**Prompt**
Provide the number of lines in the material containing the word "quad", with nothing added.

___ Given data ___

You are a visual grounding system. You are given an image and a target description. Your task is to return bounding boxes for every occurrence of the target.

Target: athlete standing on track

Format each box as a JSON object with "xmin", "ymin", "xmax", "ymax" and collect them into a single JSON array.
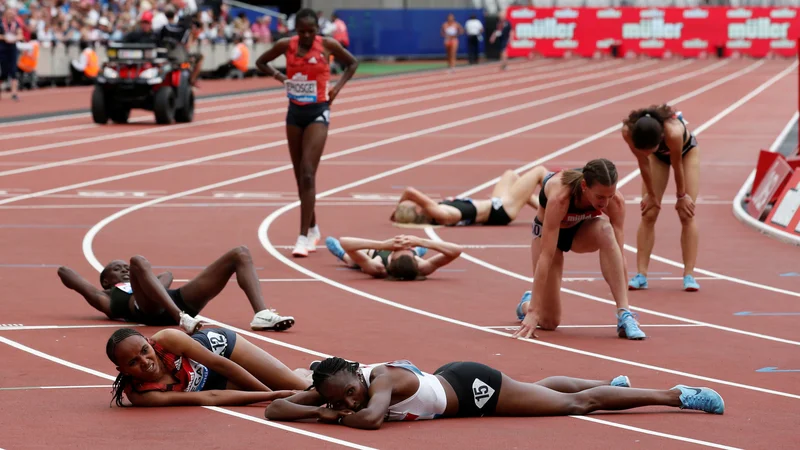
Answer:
[
  {"xmin": 513, "ymin": 159, "xmax": 647, "ymax": 341},
  {"xmin": 621, "ymin": 104, "xmax": 701, "ymax": 292},
  {"xmin": 255, "ymin": 8, "xmax": 359, "ymax": 258}
]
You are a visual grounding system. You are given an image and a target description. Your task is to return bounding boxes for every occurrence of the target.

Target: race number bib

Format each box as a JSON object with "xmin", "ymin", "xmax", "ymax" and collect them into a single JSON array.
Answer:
[
  {"xmin": 115, "ymin": 282, "xmax": 133, "ymax": 294},
  {"xmin": 4, "ymin": 33, "xmax": 17, "ymax": 43},
  {"xmin": 285, "ymin": 79, "xmax": 317, "ymax": 103},
  {"xmin": 532, "ymin": 219, "xmax": 543, "ymax": 238}
]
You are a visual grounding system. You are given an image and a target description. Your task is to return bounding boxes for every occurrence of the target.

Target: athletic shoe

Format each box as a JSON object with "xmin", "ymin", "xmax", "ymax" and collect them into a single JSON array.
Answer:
[
  {"xmin": 251, "ymin": 309, "xmax": 295, "ymax": 331},
  {"xmin": 628, "ymin": 273, "xmax": 648, "ymax": 290},
  {"xmin": 307, "ymin": 225, "xmax": 321, "ymax": 252},
  {"xmin": 325, "ymin": 237, "xmax": 346, "ymax": 261},
  {"xmin": 683, "ymin": 275, "xmax": 700, "ymax": 292},
  {"xmin": 616, "ymin": 309, "xmax": 646, "ymax": 340},
  {"xmin": 516, "ymin": 291, "xmax": 531, "ymax": 321},
  {"xmin": 415, "ymin": 247, "xmax": 428, "ymax": 257},
  {"xmin": 292, "ymin": 235, "xmax": 309, "ymax": 257},
  {"xmin": 672, "ymin": 385, "xmax": 725, "ymax": 414},
  {"xmin": 179, "ymin": 311, "xmax": 202, "ymax": 334},
  {"xmin": 611, "ymin": 375, "xmax": 631, "ymax": 388}
]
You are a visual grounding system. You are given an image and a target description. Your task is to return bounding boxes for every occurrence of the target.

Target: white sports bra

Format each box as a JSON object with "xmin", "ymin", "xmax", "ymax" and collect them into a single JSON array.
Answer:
[{"xmin": 360, "ymin": 360, "xmax": 447, "ymax": 421}]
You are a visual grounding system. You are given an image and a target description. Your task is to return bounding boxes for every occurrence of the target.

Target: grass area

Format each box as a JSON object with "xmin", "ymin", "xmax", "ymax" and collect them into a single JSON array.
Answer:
[{"xmin": 354, "ymin": 61, "xmax": 447, "ymax": 75}]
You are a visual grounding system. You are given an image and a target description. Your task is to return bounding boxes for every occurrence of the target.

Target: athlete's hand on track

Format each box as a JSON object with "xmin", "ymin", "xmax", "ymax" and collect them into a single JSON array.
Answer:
[
  {"xmin": 318, "ymin": 407, "xmax": 354, "ymax": 424},
  {"xmin": 512, "ymin": 309, "xmax": 539, "ymax": 339}
]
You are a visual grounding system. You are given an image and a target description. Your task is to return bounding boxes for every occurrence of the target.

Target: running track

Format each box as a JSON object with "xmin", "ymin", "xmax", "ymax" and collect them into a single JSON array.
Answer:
[{"xmin": 0, "ymin": 58, "xmax": 797, "ymax": 449}]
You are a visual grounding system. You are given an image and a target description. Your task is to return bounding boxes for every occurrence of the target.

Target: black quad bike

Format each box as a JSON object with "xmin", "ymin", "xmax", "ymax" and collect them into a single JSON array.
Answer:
[{"xmin": 91, "ymin": 42, "xmax": 195, "ymax": 125}]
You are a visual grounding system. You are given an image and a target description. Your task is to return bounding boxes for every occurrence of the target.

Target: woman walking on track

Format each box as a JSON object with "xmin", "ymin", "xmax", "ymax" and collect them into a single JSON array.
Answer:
[
  {"xmin": 513, "ymin": 159, "xmax": 647, "ymax": 341},
  {"xmin": 255, "ymin": 8, "xmax": 359, "ymax": 258},
  {"xmin": 105, "ymin": 327, "xmax": 310, "ymax": 407},
  {"xmin": 265, "ymin": 357, "xmax": 724, "ymax": 429},
  {"xmin": 621, "ymin": 105, "xmax": 700, "ymax": 292},
  {"xmin": 441, "ymin": 14, "xmax": 464, "ymax": 71}
]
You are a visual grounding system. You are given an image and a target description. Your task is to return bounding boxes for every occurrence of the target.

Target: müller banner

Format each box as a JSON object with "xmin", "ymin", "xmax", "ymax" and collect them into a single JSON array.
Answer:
[{"xmin": 504, "ymin": 6, "xmax": 799, "ymax": 58}]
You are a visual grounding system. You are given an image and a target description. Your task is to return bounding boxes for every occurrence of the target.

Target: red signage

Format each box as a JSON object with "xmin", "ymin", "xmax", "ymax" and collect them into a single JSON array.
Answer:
[
  {"xmin": 505, "ymin": 7, "xmax": 799, "ymax": 59},
  {"xmin": 748, "ymin": 156, "xmax": 794, "ymax": 220},
  {"xmin": 765, "ymin": 170, "xmax": 800, "ymax": 237}
]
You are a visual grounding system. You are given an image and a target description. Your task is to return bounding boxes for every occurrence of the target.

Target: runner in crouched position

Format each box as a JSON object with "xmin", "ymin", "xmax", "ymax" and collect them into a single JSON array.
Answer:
[{"xmin": 513, "ymin": 158, "xmax": 646, "ymax": 340}]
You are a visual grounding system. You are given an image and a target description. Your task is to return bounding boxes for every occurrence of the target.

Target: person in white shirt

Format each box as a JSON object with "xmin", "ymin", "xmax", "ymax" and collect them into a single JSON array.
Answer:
[{"xmin": 464, "ymin": 14, "xmax": 483, "ymax": 64}]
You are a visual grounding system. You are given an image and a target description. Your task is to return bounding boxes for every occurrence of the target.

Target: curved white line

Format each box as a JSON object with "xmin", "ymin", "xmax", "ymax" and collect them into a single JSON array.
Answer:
[{"xmin": 731, "ymin": 111, "xmax": 800, "ymax": 246}]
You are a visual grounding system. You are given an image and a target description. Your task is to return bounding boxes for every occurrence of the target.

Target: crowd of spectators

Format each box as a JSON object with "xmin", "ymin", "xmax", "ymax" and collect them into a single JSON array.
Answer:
[{"xmin": 0, "ymin": 0, "xmax": 288, "ymax": 50}]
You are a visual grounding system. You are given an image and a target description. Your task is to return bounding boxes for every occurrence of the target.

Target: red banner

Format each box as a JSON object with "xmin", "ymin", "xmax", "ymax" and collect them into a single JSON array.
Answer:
[{"xmin": 505, "ymin": 6, "xmax": 799, "ymax": 59}]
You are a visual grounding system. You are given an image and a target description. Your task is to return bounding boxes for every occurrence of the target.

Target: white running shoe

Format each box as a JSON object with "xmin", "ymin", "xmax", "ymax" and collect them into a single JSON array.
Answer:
[
  {"xmin": 307, "ymin": 226, "xmax": 321, "ymax": 253},
  {"xmin": 179, "ymin": 311, "xmax": 202, "ymax": 334},
  {"xmin": 292, "ymin": 235, "xmax": 309, "ymax": 257},
  {"xmin": 251, "ymin": 309, "xmax": 295, "ymax": 331}
]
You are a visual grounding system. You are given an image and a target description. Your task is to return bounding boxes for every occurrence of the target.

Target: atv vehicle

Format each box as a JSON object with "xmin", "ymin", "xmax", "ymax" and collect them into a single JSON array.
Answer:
[{"xmin": 91, "ymin": 42, "xmax": 195, "ymax": 125}]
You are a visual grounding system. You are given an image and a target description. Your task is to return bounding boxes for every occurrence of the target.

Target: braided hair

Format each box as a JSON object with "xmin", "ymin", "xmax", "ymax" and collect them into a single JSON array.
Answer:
[
  {"xmin": 309, "ymin": 357, "xmax": 361, "ymax": 402},
  {"xmin": 622, "ymin": 104, "xmax": 676, "ymax": 150},
  {"xmin": 105, "ymin": 328, "xmax": 165, "ymax": 407}
]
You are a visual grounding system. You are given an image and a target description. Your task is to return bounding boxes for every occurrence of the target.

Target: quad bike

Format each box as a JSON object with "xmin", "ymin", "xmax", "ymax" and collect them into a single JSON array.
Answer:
[{"xmin": 91, "ymin": 41, "xmax": 195, "ymax": 125}]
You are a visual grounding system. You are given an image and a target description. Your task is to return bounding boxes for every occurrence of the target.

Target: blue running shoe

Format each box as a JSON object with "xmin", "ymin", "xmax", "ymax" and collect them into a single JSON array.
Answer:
[
  {"xmin": 611, "ymin": 375, "xmax": 631, "ymax": 388},
  {"xmin": 617, "ymin": 309, "xmax": 646, "ymax": 340},
  {"xmin": 325, "ymin": 237, "xmax": 346, "ymax": 261},
  {"xmin": 672, "ymin": 385, "xmax": 725, "ymax": 414},
  {"xmin": 516, "ymin": 291, "xmax": 531, "ymax": 321},
  {"xmin": 683, "ymin": 275, "xmax": 700, "ymax": 292},
  {"xmin": 628, "ymin": 273, "xmax": 648, "ymax": 290},
  {"xmin": 415, "ymin": 247, "xmax": 428, "ymax": 258}
]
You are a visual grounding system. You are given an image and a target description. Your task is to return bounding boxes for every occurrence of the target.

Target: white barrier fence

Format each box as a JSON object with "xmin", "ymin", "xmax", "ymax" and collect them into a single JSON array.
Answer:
[{"xmin": 29, "ymin": 41, "xmax": 285, "ymax": 79}]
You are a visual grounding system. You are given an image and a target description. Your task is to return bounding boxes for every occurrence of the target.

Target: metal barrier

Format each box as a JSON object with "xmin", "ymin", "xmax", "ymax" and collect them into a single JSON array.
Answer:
[{"xmin": 31, "ymin": 41, "xmax": 285, "ymax": 79}]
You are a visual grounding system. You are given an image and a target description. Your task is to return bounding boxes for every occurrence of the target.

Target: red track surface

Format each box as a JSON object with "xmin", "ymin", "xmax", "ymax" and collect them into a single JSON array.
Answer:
[{"xmin": 1, "ymin": 58, "xmax": 798, "ymax": 449}]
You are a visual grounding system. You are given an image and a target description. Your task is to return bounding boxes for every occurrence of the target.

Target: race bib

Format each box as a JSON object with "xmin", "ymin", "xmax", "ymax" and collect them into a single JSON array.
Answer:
[
  {"xmin": 4, "ymin": 33, "xmax": 17, "ymax": 43},
  {"xmin": 532, "ymin": 219, "xmax": 543, "ymax": 238},
  {"xmin": 115, "ymin": 282, "xmax": 133, "ymax": 294},
  {"xmin": 285, "ymin": 79, "xmax": 317, "ymax": 103}
]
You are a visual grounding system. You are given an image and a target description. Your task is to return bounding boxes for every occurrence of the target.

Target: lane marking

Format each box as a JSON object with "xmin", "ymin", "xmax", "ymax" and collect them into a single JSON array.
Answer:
[
  {"xmin": 0, "ymin": 59, "xmax": 518, "ymax": 131},
  {"xmin": 0, "ymin": 384, "xmax": 111, "ymax": 391},
  {"xmin": 251, "ymin": 60, "xmax": 800, "ymax": 400},
  {"xmin": 0, "ymin": 60, "xmax": 610, "ymax": 161},
  {"xmin": 2, "ymin": 61, "xmax": 677, "ymax": 206},
  {"xmin": 0, "ymin": 336, "xmax": 375, "ymax": 449}
]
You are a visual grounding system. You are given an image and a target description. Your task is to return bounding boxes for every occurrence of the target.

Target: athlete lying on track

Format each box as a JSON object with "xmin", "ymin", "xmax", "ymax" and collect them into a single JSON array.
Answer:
[
  {"xmin": 513, "ymin": 158, "xmax": 646, "ymax": 340},
  {"xmin": 391, "ymin": 166, "xmax": 547, "ymax": 227},
  {"xmin": 57, "ymin": 246, "xmax": 294, "ymax": 334},
  {"xmin": 324, "ymin": 234, "xmax": 462, "ymax": 280},
  {"xmin": 265, "ymin": 357, "xmax": 725, "ymax": 429},
  {"xmin": 105, "ymin": 327, "xmax": 310, "ymax": 407}
]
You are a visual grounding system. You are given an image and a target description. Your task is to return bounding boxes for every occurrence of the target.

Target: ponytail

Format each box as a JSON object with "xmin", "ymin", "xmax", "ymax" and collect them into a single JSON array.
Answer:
[
  {"xmin": 561, "ymin": 158, "xmax": 618, "ymax": 195},
  {"xmin": 622, "ymin": 104, "xmax": 676, "ymax": 150}
]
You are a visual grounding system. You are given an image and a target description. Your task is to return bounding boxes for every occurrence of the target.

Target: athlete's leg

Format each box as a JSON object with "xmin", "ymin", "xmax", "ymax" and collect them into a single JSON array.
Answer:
[
  {"xmin": 228, "ymin": 334, "xmax": 311, "ymax": 390},
  {"xmin": 518, "ymin": 228, "xmax": 564, "ymax": 330},
  {"xmin": 297, "ymin": 122, "xmax": 328, "ymax": 237},
  {"xmin": 570, "ymin": 218, "xmax": 645, "ymax": 340},
  {"xmin": 631, "ymin": 155, "xmax": 670, "ymax": 288},
  {"xmin": 178, "ymin": 246, "xmax": 267, "ymax": 313},
  {"xmin": 128, "ymin": 255, "xmax": 183, "ymax": 323},
  {"xmin": 501, "ymin": 165, "xmax": 547, "ymax": 218},
  {"xmin": 679, "ymin": 148, "xmax": 701, "ymax": 290},
  {"xmin": 535, "ymin": 375, "xmax": 630, "ymax": 392},
  {"xmin": 494, "ymin": 374, "xmax": 724, "ymax": 416}
]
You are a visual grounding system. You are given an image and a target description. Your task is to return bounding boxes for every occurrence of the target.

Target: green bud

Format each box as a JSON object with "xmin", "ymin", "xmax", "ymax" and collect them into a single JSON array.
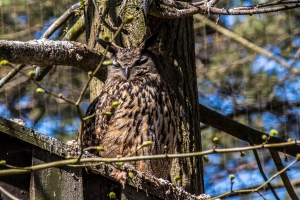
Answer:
[
  {"xmin": 58, "ymin": 93, "xmax": 63, "ymax": 98},
  {"xmin": 80, "ymin": 0, "xmax": 85, "ymax": 6},
  {"xmin": 102, "ymin": 34, "xmax": 110, "ymax": 42},
  {"xmin": 109, "ymin": 191, "xmax": 116, "ymax": 199},
  {"xmin": 88, "ymin": 71, "xmax": 93, "ymax": 76},
  {"xmin": 103, "ymin": 111, "xmax": 112, "ymax": 116},
  {"xmin": 128, "ymin": 172, "xmax": 134, "ymax": 179},
  {"xmin": 103, "ymin": 60, "xmax": 113, "ymax": 66},
  {"xmin": 111, "ymin": 101, "xmax": 120, "ymax": 109},
  {"xmin": 269, "ymin": 129, "xmax": 278, "ymax": 137},
  {"xmin": 203, "ymin": 155, "xmax": 209, "ymax": 163},
  {"xmin": 28, "ymin": 70, "xmax": 35, "ymax": 78},
  {"xmin": 126, "ymin": 15, "xmax": 134, "ymax": 23},
  {"xmin": 0, "ymin": 160, "xmax": 6, "ymax": 165},
  {"xmin": 174, "ymin": 174, "xmax": 181, "ymax": 181},
  {"xmin": 297, "ymin": 154, "xmax": 300, "ymax": 160},
  {"xmin": 66, "ymin": 155, "xmax": 73, "ymax": 159},
  {"xmin": 229, "ymin": 174, "xmax": 235, "ymax": 180},
  {"xmin": 262, "ymin": 135, "xmax": 268, "ymax": 140},
  {"xmin": 36, "ymin": 88, "xmax": 45, "ymax": 93},
  {"xmin": 97, "ymin": 146, "xmax": 105, "ymax": 151},
  {"xmin": 287, "ymin": 138, "xmax": 294, "ymax": 142},
  {"xmin": 115, "ymin": 161, "xmax": 124, "ymax": 166},
  {"xmin": 143, "ymin": 141, "xmax": 153, "ymax": 147},
  {"xmin": 0, "ymin": 60, "xmax": 9, "ymax": 65},
  {"xmin": 213, "ymin": 137, "xmax": 219, "ymax": 143}
]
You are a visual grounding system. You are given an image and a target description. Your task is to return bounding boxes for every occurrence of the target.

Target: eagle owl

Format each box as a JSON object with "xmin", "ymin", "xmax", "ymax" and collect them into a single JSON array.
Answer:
[{"xmin": 81, "ymin": 34, "xmax": 179, "ymax": 179}]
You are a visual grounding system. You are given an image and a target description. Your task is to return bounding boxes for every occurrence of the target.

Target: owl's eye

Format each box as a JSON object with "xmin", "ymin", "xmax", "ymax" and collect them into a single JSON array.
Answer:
[
  {"xmin": 113, "ymin": 60, "xmax": 121, "ymax": 68},
  {"xmin": 138, "ymin": 56, "xmax": 148, "ymax": 65}
]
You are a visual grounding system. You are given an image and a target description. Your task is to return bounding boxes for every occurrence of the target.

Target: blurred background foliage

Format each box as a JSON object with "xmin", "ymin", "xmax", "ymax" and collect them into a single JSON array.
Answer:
[{"xmin": 0, "ymin": 0, "xmax": 300, "ymax": 199}]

___

**Exercise solution**
2